PROBLEM STATEMENT: All entries below are to be copied precisely as they appear.

INPUT FOR THIS TASK:
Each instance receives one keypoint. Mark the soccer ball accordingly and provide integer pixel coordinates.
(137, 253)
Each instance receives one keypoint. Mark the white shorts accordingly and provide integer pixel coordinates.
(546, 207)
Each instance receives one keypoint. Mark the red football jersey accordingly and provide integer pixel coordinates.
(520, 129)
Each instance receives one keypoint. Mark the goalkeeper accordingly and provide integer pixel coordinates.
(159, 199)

ANSWER TO THE EXERCISE:
Each instance receives one keypoint. Mark the soccer ball accordingly and provide integer pixel coordinates.
(137, 253)
Each instance receives one keypoint. Mark the white shorts accordingly and provide integer pixel coordinates.
(546, 207)
Each instance receives one keypoint. Mark the red football jersey accordingly and provide integer pixel coordinates.
(520, 129)
Each instance receives one keypoint. Mark the goalkeeper accordingly and provide integer pixel coordinates.
(159, 199)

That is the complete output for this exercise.